* READING TEXT:

Linden MacIntyre reads in his Toronto home.Fernando Morales/The Globe and Mail
WHO: Linden MacIntyre is a Canadian journalist, broadcaster and novelist, currently with CBC's the fifth estate, who has won eight Gemini Awards, an Emmy and numerous other awards for writing and journalism, including last fall's Scotiabank Giller Prize for his novel The Bishop's Man.
WHAT: Cockroach, by Rawi Hage; Love and Summer, by William Trevor; A Colossal Failure of Common Sense, by Larry McDonald; Too Big to Fail, by Andrew Ross Sorkin
WHY: In my life, reading is a duty and a pleasure. There's the reading I must do and the reading I want to do and rarely are they complementary. Growing up, the necessary reading happened, as a rule, at the kitchen table or on a school bus. I reserved my bedroom for the reading that I chose. The pattern hasn't changed much. I find it difficult to read for enjoyment in an office and resent work-related reading in the quiet places where I find relief from obligations.
There are, of course, neutral zones like airplanes, where, from necessity or a need for inspiration, I do both. In recent weeks I devoured two (soon-to-be-published) manuscripts by authors who had asked for comment. I also breezed through Cockroach, by Rawi Hage, and Love and Summer, by William Trevor, established authors I admire and envy. For enhanced pleasure, I chose to read them in the quiet of a rural hideaway. But I'd have read them all easily, fully engrossed, in the bedlam of a day-care centre or on the concourse of a busy shopping mall.

* EXTRACTED RECORDS:
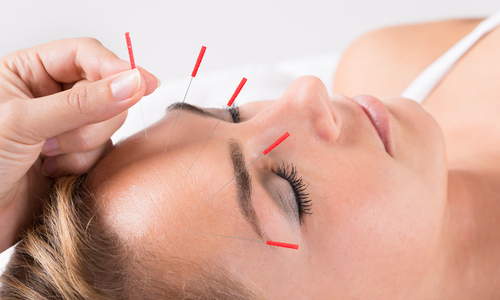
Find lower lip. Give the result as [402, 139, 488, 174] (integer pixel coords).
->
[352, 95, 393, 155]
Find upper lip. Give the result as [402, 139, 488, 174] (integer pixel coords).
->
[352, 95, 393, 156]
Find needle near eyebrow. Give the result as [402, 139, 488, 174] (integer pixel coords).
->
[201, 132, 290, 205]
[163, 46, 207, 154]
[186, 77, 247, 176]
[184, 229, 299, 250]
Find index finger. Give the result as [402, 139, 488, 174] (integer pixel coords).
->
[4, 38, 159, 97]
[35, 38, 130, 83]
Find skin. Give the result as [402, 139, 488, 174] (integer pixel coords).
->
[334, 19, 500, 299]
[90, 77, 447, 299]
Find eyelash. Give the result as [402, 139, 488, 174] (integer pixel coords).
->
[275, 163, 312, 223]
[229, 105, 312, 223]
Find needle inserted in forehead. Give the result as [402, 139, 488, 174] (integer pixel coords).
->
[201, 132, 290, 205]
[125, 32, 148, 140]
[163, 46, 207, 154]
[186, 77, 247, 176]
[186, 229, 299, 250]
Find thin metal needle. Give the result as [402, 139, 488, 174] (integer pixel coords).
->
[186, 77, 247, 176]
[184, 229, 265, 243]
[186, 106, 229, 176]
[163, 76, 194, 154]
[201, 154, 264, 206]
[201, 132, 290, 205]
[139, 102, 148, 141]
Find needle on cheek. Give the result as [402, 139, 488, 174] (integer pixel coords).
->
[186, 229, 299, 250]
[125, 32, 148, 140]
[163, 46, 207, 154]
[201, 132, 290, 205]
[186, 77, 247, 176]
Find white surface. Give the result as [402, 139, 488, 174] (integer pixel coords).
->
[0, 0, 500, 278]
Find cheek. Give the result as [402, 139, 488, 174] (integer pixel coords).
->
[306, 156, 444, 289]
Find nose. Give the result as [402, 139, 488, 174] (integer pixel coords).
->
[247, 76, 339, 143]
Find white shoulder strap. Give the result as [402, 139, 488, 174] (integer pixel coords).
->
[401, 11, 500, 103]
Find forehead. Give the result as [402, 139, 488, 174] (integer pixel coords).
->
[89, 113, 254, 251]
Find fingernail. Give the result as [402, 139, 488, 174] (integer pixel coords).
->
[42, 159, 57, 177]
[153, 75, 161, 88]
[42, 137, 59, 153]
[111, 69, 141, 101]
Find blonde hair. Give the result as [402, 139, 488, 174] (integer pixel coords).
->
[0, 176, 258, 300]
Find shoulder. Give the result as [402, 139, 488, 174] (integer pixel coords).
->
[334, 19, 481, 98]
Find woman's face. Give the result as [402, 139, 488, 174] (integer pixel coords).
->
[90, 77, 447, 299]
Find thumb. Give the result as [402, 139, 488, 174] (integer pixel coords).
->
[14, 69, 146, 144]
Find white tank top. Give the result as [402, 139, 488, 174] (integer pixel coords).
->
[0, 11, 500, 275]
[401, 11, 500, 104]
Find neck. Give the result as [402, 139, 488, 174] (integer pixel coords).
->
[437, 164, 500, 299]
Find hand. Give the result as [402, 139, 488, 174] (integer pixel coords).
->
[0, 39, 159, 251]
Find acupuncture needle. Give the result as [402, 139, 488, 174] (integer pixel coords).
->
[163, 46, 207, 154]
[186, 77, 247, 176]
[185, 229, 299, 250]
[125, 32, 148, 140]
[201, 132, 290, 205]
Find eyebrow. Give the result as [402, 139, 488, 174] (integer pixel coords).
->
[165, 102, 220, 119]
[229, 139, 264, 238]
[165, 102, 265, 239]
* * *
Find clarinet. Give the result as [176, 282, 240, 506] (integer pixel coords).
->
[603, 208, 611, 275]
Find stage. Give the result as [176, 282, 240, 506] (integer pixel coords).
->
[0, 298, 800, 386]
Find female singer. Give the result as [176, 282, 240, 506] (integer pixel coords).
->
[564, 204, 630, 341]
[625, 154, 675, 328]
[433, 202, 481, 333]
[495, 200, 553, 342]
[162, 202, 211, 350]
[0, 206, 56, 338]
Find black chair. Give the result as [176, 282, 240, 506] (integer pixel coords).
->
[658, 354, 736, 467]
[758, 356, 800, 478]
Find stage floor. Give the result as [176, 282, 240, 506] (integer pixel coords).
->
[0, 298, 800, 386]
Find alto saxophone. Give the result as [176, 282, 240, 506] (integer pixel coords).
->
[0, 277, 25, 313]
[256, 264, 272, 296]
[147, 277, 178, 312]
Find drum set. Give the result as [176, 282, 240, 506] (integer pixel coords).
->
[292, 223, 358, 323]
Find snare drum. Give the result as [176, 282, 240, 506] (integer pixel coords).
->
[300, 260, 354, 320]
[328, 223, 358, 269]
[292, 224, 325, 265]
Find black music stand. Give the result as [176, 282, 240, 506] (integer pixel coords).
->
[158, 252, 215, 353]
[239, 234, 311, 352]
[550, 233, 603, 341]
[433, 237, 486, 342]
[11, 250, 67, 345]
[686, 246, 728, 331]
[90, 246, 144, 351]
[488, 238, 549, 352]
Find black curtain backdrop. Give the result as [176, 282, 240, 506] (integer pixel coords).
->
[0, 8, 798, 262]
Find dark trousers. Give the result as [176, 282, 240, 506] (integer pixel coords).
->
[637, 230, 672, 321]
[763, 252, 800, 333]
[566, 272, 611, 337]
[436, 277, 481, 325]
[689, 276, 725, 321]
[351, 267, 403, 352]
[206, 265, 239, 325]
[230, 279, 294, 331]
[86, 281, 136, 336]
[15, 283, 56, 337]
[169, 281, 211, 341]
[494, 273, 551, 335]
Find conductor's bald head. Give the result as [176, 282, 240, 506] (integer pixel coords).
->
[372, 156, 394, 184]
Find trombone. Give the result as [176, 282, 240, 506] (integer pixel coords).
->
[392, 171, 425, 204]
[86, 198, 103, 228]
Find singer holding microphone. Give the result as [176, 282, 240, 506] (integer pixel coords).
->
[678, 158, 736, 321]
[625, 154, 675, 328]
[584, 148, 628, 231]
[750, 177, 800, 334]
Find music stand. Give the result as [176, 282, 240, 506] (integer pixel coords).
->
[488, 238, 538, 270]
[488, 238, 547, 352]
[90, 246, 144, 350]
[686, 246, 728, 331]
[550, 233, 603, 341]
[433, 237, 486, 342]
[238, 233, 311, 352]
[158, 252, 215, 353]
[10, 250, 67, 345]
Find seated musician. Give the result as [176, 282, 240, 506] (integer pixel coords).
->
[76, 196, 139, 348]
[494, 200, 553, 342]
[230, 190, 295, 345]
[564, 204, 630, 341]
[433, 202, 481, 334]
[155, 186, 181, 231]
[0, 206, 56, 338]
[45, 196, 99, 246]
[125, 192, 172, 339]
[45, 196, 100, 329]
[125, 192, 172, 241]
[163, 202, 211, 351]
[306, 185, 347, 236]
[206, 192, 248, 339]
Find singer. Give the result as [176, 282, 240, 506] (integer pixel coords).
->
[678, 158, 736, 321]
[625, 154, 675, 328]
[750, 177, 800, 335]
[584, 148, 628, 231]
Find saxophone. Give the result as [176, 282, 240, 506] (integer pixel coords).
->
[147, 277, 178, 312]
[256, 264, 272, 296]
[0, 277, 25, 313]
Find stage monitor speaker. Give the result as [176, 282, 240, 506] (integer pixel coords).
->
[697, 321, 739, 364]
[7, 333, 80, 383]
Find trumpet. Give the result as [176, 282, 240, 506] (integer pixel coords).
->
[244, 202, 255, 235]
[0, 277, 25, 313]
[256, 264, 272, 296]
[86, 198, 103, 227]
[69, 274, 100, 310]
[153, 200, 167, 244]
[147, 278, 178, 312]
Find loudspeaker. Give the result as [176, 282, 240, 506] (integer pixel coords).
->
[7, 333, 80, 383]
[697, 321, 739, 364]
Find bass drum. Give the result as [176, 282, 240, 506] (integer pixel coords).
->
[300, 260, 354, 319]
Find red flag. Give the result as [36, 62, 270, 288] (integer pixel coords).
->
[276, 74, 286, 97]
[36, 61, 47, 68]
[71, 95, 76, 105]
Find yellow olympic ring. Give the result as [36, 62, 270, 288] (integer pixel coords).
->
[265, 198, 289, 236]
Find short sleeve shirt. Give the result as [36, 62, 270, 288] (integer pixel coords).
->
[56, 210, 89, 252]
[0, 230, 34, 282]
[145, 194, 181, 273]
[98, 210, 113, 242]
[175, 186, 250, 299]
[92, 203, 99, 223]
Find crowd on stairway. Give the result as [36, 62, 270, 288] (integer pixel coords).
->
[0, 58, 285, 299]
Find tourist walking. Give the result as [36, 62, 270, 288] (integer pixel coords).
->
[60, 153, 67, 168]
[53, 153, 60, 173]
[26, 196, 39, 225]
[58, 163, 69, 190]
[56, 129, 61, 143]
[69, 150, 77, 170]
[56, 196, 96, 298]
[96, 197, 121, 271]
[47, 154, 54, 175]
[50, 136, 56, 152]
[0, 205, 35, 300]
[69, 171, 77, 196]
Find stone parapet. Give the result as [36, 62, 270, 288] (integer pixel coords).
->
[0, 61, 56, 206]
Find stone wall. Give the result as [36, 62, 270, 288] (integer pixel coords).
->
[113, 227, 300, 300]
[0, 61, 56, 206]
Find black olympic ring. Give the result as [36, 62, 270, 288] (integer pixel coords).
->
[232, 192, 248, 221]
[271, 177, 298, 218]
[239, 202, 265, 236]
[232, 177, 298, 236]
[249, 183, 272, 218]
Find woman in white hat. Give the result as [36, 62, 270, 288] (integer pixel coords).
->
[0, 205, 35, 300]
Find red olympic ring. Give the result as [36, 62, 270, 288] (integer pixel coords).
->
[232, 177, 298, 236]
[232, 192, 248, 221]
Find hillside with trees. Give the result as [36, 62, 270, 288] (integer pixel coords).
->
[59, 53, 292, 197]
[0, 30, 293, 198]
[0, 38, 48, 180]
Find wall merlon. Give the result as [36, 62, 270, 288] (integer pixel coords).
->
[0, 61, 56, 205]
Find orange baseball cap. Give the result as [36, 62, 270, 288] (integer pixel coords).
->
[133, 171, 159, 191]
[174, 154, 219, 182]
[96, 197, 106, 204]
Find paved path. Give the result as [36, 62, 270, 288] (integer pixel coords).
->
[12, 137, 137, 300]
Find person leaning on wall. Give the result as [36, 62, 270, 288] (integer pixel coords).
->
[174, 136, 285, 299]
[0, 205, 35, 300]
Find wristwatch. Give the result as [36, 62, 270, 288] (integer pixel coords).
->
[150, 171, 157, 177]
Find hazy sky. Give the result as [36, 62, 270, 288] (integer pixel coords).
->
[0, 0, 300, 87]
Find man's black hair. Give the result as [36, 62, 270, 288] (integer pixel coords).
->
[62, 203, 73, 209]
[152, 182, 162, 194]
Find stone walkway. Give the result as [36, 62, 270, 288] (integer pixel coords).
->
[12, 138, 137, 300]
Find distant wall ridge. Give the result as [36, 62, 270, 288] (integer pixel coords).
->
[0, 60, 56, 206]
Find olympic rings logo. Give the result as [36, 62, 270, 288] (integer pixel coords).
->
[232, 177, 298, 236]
==
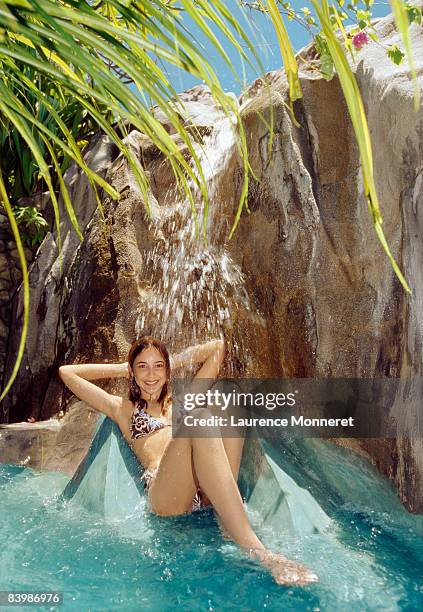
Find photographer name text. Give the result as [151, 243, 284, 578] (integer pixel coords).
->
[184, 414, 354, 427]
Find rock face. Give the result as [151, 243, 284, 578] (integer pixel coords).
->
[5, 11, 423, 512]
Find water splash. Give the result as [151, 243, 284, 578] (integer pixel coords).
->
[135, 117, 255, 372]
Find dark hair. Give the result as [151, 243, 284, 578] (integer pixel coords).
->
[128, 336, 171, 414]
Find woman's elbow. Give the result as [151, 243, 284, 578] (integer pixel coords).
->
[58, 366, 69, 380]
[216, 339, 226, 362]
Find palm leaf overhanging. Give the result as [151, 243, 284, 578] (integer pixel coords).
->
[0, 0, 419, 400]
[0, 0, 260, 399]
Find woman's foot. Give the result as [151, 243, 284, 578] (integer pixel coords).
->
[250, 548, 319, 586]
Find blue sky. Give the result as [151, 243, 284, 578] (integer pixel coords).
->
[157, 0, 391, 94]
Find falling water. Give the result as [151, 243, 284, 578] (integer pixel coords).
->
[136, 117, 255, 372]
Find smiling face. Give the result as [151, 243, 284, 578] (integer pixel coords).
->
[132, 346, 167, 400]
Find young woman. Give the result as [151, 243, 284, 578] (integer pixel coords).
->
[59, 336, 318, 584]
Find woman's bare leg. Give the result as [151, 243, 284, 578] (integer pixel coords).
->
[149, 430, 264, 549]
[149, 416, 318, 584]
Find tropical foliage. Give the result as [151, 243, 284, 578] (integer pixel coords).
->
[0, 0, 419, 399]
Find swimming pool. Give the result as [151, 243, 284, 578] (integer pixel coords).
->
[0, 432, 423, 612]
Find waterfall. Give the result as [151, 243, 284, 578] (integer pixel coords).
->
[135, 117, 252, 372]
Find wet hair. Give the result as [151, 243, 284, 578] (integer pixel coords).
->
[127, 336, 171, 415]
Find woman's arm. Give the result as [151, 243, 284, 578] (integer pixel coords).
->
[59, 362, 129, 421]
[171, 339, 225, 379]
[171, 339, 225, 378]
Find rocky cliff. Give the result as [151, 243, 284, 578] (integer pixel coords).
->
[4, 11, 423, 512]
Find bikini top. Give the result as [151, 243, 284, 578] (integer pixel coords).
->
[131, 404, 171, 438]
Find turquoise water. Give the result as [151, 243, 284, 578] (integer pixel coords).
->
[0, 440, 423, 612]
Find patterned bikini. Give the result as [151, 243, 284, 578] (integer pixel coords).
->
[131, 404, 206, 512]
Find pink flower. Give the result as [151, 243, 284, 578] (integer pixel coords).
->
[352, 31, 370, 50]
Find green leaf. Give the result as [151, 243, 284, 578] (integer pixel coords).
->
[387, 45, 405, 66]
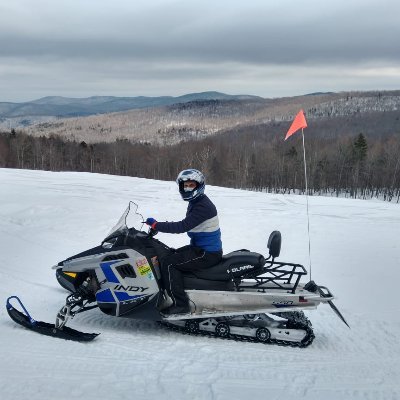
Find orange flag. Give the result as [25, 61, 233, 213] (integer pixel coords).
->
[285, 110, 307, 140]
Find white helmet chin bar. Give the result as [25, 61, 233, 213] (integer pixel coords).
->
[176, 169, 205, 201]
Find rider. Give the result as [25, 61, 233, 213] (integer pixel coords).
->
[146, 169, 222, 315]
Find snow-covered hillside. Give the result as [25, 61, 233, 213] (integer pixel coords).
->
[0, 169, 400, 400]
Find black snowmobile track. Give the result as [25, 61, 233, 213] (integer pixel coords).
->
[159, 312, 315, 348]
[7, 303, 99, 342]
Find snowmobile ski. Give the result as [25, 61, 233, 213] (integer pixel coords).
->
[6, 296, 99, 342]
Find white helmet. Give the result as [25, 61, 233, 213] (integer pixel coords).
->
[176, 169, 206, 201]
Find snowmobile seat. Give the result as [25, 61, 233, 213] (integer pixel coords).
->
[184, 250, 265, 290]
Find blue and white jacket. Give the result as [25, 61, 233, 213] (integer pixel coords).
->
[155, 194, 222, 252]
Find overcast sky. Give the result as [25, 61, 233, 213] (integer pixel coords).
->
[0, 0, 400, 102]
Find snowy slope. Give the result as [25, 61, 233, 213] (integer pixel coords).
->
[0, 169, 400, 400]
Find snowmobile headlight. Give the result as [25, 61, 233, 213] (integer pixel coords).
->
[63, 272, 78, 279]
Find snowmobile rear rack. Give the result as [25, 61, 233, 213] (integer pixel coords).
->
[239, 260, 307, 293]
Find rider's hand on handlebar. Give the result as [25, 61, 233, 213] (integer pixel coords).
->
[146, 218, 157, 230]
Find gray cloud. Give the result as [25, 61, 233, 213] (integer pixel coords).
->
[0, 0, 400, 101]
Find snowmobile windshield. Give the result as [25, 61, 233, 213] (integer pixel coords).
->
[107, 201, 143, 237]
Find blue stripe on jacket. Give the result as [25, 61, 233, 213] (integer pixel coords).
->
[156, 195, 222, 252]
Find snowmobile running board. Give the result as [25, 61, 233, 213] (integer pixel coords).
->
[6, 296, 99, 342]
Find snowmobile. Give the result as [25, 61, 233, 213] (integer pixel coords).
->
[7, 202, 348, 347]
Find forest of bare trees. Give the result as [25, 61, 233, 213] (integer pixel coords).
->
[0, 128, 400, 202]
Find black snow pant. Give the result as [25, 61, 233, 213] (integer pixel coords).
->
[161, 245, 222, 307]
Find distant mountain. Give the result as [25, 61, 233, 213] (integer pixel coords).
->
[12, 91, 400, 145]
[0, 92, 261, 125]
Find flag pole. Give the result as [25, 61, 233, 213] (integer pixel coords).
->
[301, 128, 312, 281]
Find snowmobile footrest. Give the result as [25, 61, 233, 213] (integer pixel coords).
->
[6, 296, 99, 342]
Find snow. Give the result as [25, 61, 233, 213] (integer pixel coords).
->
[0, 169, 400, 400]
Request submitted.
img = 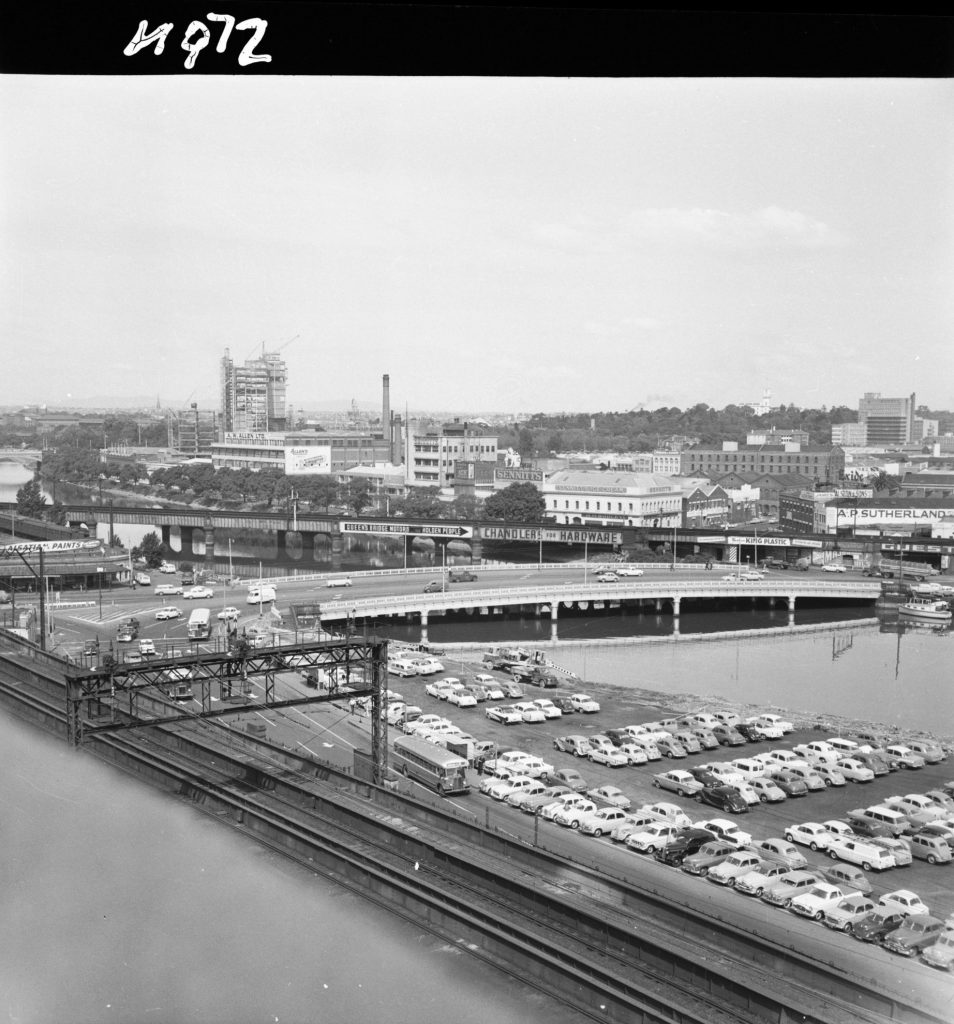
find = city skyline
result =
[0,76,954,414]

* WHAT TO WORK ON:
Render this sentence from the reading profile of Linden MacIntyre into French: "I reserved my bedroom for the reading that I chose."

* RESULT:
Je réservais ma chambre aux lectures que je choisissais.